(Collected data entries)
◇ ◇ ◇ ◇

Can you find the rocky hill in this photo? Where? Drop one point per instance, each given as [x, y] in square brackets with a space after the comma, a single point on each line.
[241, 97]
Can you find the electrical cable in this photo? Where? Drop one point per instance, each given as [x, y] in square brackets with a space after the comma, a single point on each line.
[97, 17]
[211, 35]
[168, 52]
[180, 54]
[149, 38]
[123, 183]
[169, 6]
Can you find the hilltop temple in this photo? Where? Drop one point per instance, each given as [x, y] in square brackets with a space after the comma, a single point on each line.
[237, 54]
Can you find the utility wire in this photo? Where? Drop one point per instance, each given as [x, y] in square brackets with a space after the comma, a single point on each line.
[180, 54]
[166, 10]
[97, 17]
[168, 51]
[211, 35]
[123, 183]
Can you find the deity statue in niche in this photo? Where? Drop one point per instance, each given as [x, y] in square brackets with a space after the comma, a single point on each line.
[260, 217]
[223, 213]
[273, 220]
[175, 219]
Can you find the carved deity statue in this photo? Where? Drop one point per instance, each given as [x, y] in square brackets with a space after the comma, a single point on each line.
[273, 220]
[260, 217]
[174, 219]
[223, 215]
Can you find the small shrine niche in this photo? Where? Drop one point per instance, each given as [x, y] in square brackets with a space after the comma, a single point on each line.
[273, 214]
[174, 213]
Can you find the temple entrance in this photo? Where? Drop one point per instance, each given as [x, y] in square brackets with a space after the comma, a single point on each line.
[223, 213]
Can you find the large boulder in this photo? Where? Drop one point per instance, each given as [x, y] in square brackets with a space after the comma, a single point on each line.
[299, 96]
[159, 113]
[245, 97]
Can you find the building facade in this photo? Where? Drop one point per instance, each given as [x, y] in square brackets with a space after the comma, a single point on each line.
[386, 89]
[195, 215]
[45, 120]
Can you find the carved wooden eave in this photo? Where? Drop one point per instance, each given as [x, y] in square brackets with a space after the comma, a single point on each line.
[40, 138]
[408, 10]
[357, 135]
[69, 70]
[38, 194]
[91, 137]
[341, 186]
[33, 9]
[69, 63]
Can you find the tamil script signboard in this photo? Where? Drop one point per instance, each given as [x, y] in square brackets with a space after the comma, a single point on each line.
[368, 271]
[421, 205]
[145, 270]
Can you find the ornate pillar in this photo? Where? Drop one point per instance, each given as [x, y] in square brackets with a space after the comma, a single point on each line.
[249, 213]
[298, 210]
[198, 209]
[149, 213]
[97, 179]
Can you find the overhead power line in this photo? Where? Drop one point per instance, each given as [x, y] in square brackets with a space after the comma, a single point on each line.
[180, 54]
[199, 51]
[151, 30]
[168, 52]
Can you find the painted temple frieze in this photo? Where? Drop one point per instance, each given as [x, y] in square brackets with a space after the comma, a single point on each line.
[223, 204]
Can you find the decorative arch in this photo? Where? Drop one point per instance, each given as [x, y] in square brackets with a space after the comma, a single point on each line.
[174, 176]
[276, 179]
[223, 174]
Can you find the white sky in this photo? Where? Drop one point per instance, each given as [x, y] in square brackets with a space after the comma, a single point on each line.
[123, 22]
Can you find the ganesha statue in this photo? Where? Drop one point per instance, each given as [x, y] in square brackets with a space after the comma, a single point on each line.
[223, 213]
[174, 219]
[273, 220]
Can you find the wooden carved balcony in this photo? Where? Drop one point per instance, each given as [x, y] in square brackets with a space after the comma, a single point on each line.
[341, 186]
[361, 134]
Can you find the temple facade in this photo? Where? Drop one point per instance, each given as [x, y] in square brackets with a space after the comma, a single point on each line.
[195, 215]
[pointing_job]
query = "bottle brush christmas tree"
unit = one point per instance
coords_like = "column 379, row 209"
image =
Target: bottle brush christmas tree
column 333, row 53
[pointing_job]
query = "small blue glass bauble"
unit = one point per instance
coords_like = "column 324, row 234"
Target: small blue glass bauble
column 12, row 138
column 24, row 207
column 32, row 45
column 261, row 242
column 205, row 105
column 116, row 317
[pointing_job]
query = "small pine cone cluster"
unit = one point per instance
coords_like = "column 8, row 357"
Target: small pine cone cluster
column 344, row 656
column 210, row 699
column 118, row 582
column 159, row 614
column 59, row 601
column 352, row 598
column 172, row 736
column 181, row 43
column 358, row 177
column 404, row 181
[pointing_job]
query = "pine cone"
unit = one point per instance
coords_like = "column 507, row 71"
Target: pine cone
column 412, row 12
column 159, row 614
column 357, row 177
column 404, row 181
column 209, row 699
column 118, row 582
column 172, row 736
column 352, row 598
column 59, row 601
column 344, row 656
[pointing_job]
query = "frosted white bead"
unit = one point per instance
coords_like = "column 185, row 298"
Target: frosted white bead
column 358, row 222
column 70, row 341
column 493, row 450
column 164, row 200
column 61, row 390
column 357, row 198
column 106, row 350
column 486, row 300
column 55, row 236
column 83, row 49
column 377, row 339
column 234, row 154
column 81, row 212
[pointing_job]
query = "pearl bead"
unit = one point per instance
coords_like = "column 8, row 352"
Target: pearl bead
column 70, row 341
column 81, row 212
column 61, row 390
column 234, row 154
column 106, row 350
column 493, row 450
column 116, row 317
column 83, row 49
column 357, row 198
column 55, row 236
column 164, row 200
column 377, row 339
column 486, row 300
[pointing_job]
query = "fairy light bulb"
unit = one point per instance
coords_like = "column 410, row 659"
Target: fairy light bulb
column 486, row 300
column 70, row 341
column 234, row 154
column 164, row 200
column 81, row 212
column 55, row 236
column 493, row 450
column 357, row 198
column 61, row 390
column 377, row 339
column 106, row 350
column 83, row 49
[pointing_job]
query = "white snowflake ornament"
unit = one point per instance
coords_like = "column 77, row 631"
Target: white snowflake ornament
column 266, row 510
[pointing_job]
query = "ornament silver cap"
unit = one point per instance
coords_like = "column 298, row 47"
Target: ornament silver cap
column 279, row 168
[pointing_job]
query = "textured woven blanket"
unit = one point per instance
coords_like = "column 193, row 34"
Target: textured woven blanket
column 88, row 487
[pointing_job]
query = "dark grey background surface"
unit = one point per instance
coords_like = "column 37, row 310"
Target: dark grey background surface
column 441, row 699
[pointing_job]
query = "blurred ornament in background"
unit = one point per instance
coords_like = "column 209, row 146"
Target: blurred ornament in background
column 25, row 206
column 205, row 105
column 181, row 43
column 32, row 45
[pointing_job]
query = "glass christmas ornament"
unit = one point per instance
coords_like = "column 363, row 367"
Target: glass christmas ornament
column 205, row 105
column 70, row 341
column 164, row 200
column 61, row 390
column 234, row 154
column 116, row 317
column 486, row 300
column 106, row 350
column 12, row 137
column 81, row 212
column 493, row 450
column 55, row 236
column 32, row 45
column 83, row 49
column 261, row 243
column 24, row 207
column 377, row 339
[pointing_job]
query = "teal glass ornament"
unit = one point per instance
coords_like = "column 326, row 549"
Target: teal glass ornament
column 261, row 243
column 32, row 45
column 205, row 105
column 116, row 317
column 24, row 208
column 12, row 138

◇ ◇ ◇ ◇

DESCRIPTION OF THE TASK
Each line of the records above must be copied exactly.

ANSWER AREA
Can you find the rocky hill in this photo? Where? Drop one point per instance, each given as [x, y] in square brackets with a space after the comma, a single point on each line.
[241, 97]
Can you find the electrical cable in this photo? Where? Drop one point per instance, each given as [x, y] in square brackets with a space after the comma, a single point on each line.
[97, 17]
[211, 35]
[168, 52]
[180, 54]
[149, 38]
[123, 183]
[169, 6]
Can you find the hilltop temple in this photo? Where? Drop one point per instance, each given as [x, y] in square brackets with a space after the comma, a single point on each line.
[237, 54]
Can you find the utility wire in this photo? Where? Drop one point per instance, each given as [x, y] in square brackets with a space after the comma, a single point on each line.
[180, 54]
[166, 10]
[97, 17]
[168, 51]
[211, 35]
[123, 183]
Can you find the deity statue in niche in this photo? Where? Drop one point per instance, each given as [x, y] in square brackets with a space after the comma, a single point on each line.
[260, 217]
[223, 213]
[273, 220]
[175, 219]
Can you find the carved deity statue in this photo? Where? Drop one point per instance, each given as [x, y] in square brackets with a space after the comma, a single point on each line.
[273, 220]
[260, 217]
[174, 219]
[223, 215]
Can you find the small shrine niche in this photo? Where? Drop one point per instance, each given as [x, y] in square brackets with a space after the comma, a single point on each line.
[273, 214]
[174, 213]
Can you find the temple entrance in this photo? Where? Drop one point per instance, each given as [x, y] in square brackets with a space after the comma, a single point on each line.
[223, 213]
Can you find the large boulder in this photo? Where? Drop one point per instance, each given as [x, y] in square brackets with a space after the comma, a single point on each line.
[299, 96]
[159, 113]
[245, 97]
Can you find the building facade in this photo? Where? Drop one point per instance, each given as [x, y] in square brackets with a space after the comma, a single point on each line.
[386, 89]
[195, 215]
[45, 120]
Can you find the carved wooden eave in this photo? Where? Drop one point per instance, each given as [x, y] in square brackets with a space after the comma, a single point on each line.
[40, 138]
[408, 10]
[357, 135]
[69, 70]
[38, 194]
[91, 137]
[341, 186]
[33, 9]
[69, 63]
Can you find the tamil script signboard in this photo? Where? Drop one point per instance, each given as [x, y] in square brackets with a space after the comma, a single point on each line.
[368, 271]
[421, 205]
[145, 270]
Can you find the ornate pillar in this photo? Where? Drop one point per instance, each given as [x, y] in square brackets with a space after the comma, a single point on each line.
[249, 213]
[298, 210]
[198, 209]
[149, 213]
[97, 179]
Can you find the overhead power line in this photo? Where? Drop one point per instance, each given as [x, y] in square brackets with a space after the comma, a single point on each line.
[180, 54]
[199, 51]
[151, 30]
[168, 52]
Can you find the painted temple frieze in this photo? Where? Drop one point per instance, each given as [x, y] in square brackets with a space after the comma, a single point on each line.
[223, 204]
Can you find the decorative arch in this photo? Where? Drop one point per instance, each given as [x, y] in square brackets with a space after the comma, a single point on each line.
[174, 176]
[276, 179]
[223, 174]
Can you find the white sky in this photo? Where? Drop one point per instance, each given as [x, y] in square brackets with a space after the comma, a single point on each line.
[123, 22]
Can you find the ganesha statue in this photo? Where? Drop one point per instance, each given as [x, y] in square brackets with a space after the comma, a single point on each line.
[223, 213]
[174, 219]
[273, 220]
Can you find the wooden carved balcony in this photo? Where? Drop one point per instance, each given as [x, y] in square brackets with a space after the comma, a single point on each line.
[341, 186]
[361, 134]
Can you find the temple facade in this photo? Where? Drop one point per instance, each given as [x, y] in square brackets with a space after the comma, a single point on each line.
[195, 215]
[pointing_job]
query = "bottle brush christmas tree"
unit = one point per instance
coords_like = "column 379, row 209"
image =
Target: bottle brush christmas tree
column 333, row 53
[pointing_job]
query = "small blue glass bauble"
unit = one point per instance
coords_like = "column 324, row 234"
Target: small blue glass bauble
column 12, row 138
column 24, row 207
column 32, row 45
column 261, row 242
column 205, row 105
column 116, row 317
[pointing_job]
query = "small pine cone cluster"
unit = one point per instance
coords_like = "column 8, row 357"
Target: small pine cone cluster
column 344, row 656
column 210, row 699
column 118, row 582
column 159, row 614
column 59, row 601
column 352, row 598
column 172, row 736
column 181, row 43
column 358, row 177
column 404, row 181
[pointing_job]
query = "pine cone"
unit = one point per instance
coords_like = "column 507, row 71"
Target: pine cone
column 412, row 12
column 159, row 614
column 357, row 177
column 404, row 181
column 209, row 699
column 118, row 582
column 172, row 736
column 352, row 598
column 59, row 601
column 344, row 656
[pointing_job]
query = "frosted white bead"
unit = one point per instance
coords_like = "column 185, row 298"
Target: frosted white bead
column 358, row 222
column 70, row 341
column 493, row 450
column 164, row 200
column 61, row 390
column 357, row 198
column 106, row 350
column 486, row 300
column 55, row 236
column 83, row 49
column 377, row 339
column 234, row 154
column 81, row 212
[pointing_job]
query = "pearl bead"
unit = one point per instance
coords_like = "column 8, row 352"
Target: pearl bead
column 70, row 341
column 81, row 212
column 61, row 390
column 234, row 154
column 106, row 350
column 493, row 450
column 116, row 317
column 83, row 49
column 357, row 198
column 55, row 236
column 164, row 200
column 377, row 339
column 486, row 300
[pointing_job]
query = "fairy light bulb"
unit = one point per instance
coords_like = "column 410, row 659"
Target: fairy light bulb
column 486, row 300
column 70, row 341
column 234, row 154
column 164, row 200
column 81, row 212
column 55, row 236
column 493, row 450
column 357, row 198
column 61, row 390
column 377, row 339
column 106, row 350
column 83, row 49
[pointing_job]
query = "white snowflake ornament"
unit = one point per instance
coords_like = "column 77, row 631"
Target: white snowflake ornament
column 266, row 510
[pointing_job]
query = "ornament silver cap"
unit = one point per instance
coords_like = "column 298, row 47"
Target: ornament silver cap
column 279, row 168
[pointing_job]
query = "textured woven blanket"
unit = one point per instance
coords_like = "column 193, row 34"
Target: textured woven blanket
column 88, row 487
[pointing_job]
query = "dark grey background surface"
unit = one point per instance
coords_like = "column 37, row 310"
Target: dark grey background surface
column 441, row 699
[pointing_job]
query = "blurred ornament in background"
unit = one point per instance
coords_like = "column 209, row 146"
Target: blurred ornament in background
column 25, row 206
column 205, row 105
column 181, row 43
column 32, row 45
[pointing_job]
query = "glass christmas ornament"
unit = one point per instance
coords_like = "column 363, row 367"
Target: glass christmas ornament
column 205, row 105
column 70, row 341
column 164, row 200
column 61, row 390
column 234, row 154
column 116, row 317
column 486, row 300
column 106, row 350
column 12, row 137
column 81, row 212
column 493, row 450
column 55, row 236
column 32, row 45
column 83, row 49
column 261, row 243
column 24, row 207
column 377, row 339
[pointing_job]
query = "teal glass ornament"
unit = one point per instance
coords_like = "column 326, row 549"
Target: teal glass ornament
column 261, row 243
column 32, row 45
column 205, row 105
column 116, row 317
column 24, row 208
column 12, row 138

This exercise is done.